◆ **Records for this exercise**
····················

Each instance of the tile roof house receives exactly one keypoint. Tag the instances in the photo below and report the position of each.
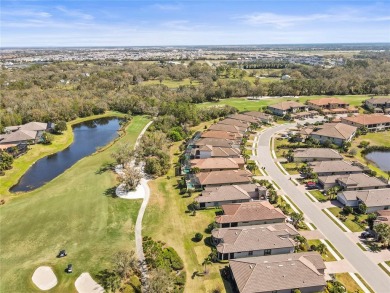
(27, 133)
(221, 134)
(249, 213)
(326, 168)
(217, 142)
(218, 164)
(244, 118)
(331, 106)
(257, 240)
(316, 154)
(327, 103)
(208, 151)
(226, 194)
(373, 122)
(243, 126)
(263, 117)
(359, 181)
(218, 178)
(336, 133)
(381, 102)
(374, 199)
(283, 108)
(279, 273)
(227, 127)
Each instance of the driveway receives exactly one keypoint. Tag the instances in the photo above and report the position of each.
(361, 262)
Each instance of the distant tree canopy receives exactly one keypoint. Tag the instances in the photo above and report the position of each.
(62, 91)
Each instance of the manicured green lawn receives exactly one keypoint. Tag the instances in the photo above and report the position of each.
(326, 256)
(318, 195)
(38, 151)
(349, 223)
(243, 104)
(76, 212)
(375, 138)
(166, 219)
(348, 282)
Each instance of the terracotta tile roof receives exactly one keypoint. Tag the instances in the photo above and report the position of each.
(19, 135)
(335, 130)
(215, 142)
(327, 101)
(224, 177)
(260, 115)
(379, 101)
(217, 163)
(226, 127)
(229, 192)
(242, 117)
(278, 272)
(371, 198)
(368, 119)
(257, 237)
(287, 105)
(317, 153)
(249, 212)
(333, 166)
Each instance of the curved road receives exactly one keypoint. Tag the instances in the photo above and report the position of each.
(371, 272)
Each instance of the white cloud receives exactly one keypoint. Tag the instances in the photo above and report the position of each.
(285, 20)
(26, 13)
(166, 7)
(75, 13)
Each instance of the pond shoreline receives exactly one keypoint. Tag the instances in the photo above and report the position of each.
(23, 163)
(88, 137)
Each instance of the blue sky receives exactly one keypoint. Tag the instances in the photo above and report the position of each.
(148, 23)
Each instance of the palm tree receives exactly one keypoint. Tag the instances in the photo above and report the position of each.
(206, 261)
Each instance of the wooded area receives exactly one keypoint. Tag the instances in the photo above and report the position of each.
(66, 90)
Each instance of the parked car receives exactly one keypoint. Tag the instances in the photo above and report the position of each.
(62, 253)
(365, 234)
(311, 185)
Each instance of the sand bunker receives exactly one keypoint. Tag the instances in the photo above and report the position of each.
(85, 284)
(44, 278)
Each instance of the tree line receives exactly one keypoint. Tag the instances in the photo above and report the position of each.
(66, 90)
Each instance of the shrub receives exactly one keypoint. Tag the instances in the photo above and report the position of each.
(198, 237)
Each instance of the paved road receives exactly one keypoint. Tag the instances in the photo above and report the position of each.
(138, 224)
(371, 272)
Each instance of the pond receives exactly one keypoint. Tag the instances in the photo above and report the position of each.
(88, 136)
(381, 159)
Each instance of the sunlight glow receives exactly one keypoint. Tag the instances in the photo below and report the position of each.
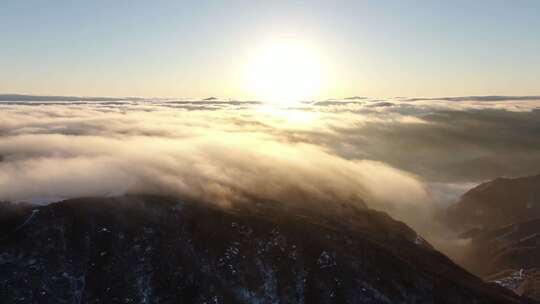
(285, 73)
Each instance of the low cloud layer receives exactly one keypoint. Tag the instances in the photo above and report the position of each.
(404, 156)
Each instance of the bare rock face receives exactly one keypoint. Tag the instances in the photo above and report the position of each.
(149, 249)
(504, 217)
(499, 202)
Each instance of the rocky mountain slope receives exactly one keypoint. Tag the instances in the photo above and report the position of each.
(503, 218)
(150, 249)
(499, 202)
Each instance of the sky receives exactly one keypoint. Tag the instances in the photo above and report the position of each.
(204, 48)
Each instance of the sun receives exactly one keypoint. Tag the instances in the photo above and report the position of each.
(285, 73)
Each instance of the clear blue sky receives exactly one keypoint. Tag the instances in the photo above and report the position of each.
(199, 48)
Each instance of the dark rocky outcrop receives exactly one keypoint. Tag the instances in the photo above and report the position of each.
(150, 249)
(502, 201)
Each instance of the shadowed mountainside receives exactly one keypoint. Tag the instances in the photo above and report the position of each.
(148, 249)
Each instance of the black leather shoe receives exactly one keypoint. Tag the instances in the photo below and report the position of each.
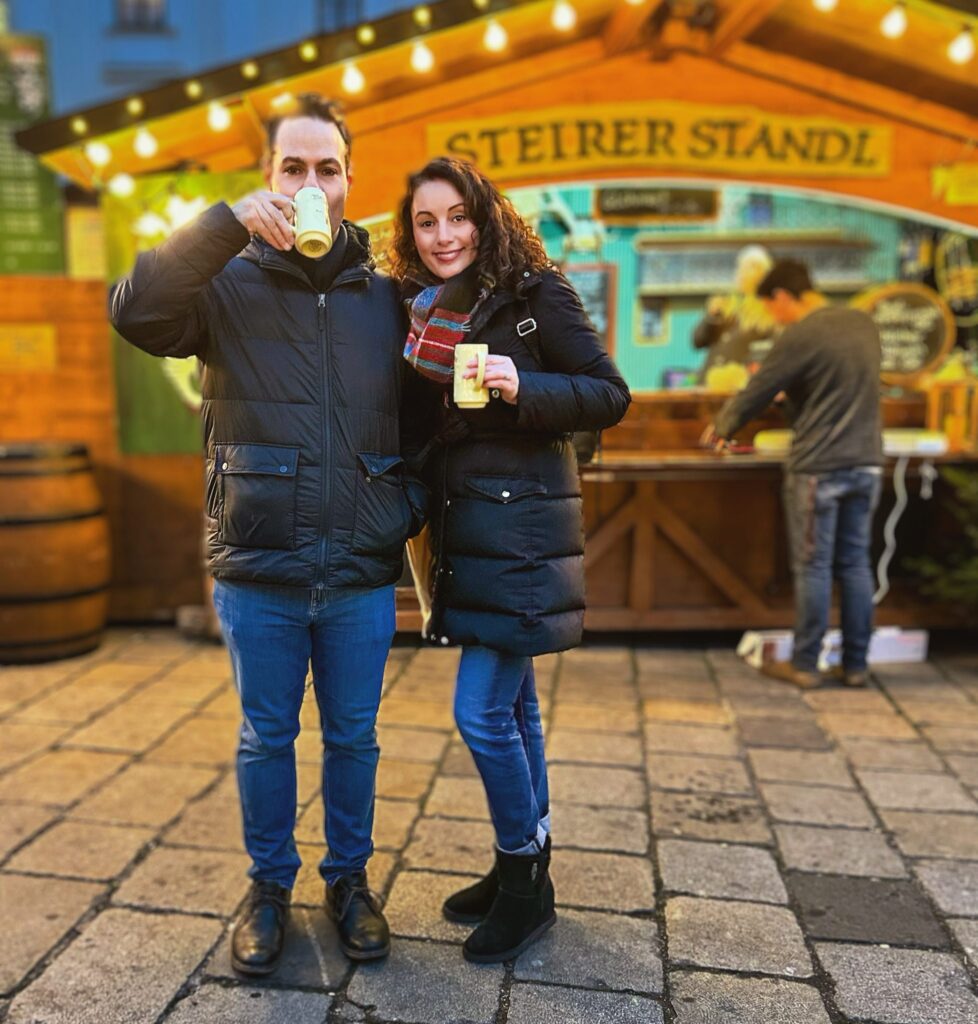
(259, 934)
(359, 921)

····················

◆ **Task directions**
Copy every line above word for word, but leave out the pictures.

◆ **Finished exercise**
Each instance of the tile roof house receives exactly one keypoint. Tag the instances in the photo below and report the position of each.
(27, 133)
(221, 134)
(249, 213)
(326, 168)
(217, 142)
(218, 164)
(244, 118)
(331, 106)
(257, 240)
(316, 154)
(327, 103)
(208, 151)
(226, 194)
(373, 122)
(243, 126)
(263, 117)
(359, 181)
(218, 178)
(336, 133)
(381, 102)
(374, 199)
(283, 108)
(279, 273)
(227, 127)
Each instance of the driveway receives exactly one keypoint. Tag the instances in the photo above and report the position of each.
(361, 262)
Each instance of the distant tree canopy receives exactly one keypoint. Tag the instances in the photo above and report the position of each.
(62, 91)
Each instance of the manicured green lawn receives exactly one keypoint. Tag the instances in the photo above and report the position of each.
(326, 256)
(318, 195)
(38, 151)
(349, 223)
(243, 104)
(76, 212)
(375, 138)
(166, 219)
(348, 282)
Each instance of the terracotta tile roof receives exactly one keypoint. Tag the instances in the photo above and report the position of each.
(19, 135)
(335, 130)
(215, 142)
(327, 101)
(224, 177)
(260, 115)
(379, 101)
(217, 163)
(226, 127)
(229, 192)
(242, 117)
(278, 272)
(371, 198)
(368, 119)
(257, 237)
(287, 105)
(317, 153)
(249, 212)
(333, 166)
Each instance of the curved road receives exactly one keypoint. Tag the instances in the photo above and report the position of each.
(371, 272)
Each instance of the white cloud receives exactly one keypoint. Tag the instances in the photo above and report the position of each.
(285, 20)
(26, 13)
(166, 7)
(75, 13)
Each instance of the pond shoreline receives exactly one keypoint. Tag the instances in the photo above and report the position of each.
(23, 163)
(88, 137)
Each instance of the blue sky receives exactly one keypoint. Tag the instances in the photo above and report the position of each.
(148, 23)
Each instance of the palm tree receives exactly one keypoint. Tag the instances in the photo above and report the position of each.
(206, 261)
Each instance of the wooded area receives exactly one keypoint. Tag the instances in the photo above and report the position of each.
(66, 90)
Each instance of the parked car receives exactly one keypoint. Tag the instances in the photo above and report the position of each.
(62, 253)
(365, 234)
(311, 185)
Each instance of the sand bunker receives exactly one keypoint. Tag the instances in the photo above and report the position of each.
(85, 284)
(44, 278)
Each instance of the tree line receives exactly one keypoint. Tag the instances in the photo above and report the position of each.
(66, 90)
Each instance of the shrub receives exactly one keypoint. Tag the instances in the photo above and report the position of each.
(198, 237)
Each instance of the paved road receives exactly one keypoint. Tag the instances in the photo above and report the position of each.
(138, 224)
(371, 272)
Each instance of the pond receives exactly one keypoint. Tag the instances in the photo above and report the position of each.
(88, 136)
(381, 159)
Each instance of the sunlight glow receives exactly one keypoint. Tag the instances in the photo below and report the position of each.
(285, 73)
Each instance of the low cloud layer receives exactly one keypoint. Tag the instances in the photo above and report the position of each.
(404, 156)
Each instance of the bare rock face receives exactly one keypoint. Tag the instances in the photo above and report the position of each.
(149, 249)
(504, 217)
(499, 202)
Each instance of the rocky mountain slope receives exactly one keypoint. Tag the instances in the photo above and report the position of each.
(503, 218)
(150, 249)
(499, 202)
Each instance of the sky receives exactly one keypoint. Tag the instances in the photo above and report the position of each.
(204, 48)
Each instance of the sun receives exactly one keypoint. Tag the instances in the photo above and report the position of each.
(285, 73)
Each instance of the clear blue sky receives exactly one keypoint. Tag the instances in the photo above and report the position of each.
(199, 48)
Each instance of the dark rocky outcrop receives exactly one keypoint. Tag the instances in the photo above and report the position of each.
(150, 249)
(502, 201)
Each instance of the shadowed mountainside receives exactly one keypoint. Tag the instances in the photo above and report the position of each.
(148, 249)
Each instance of the black leather shoe receives exactly one keypoint. Tag the instances in the photo below and report the position of each.
(259, 934)
(359, 921)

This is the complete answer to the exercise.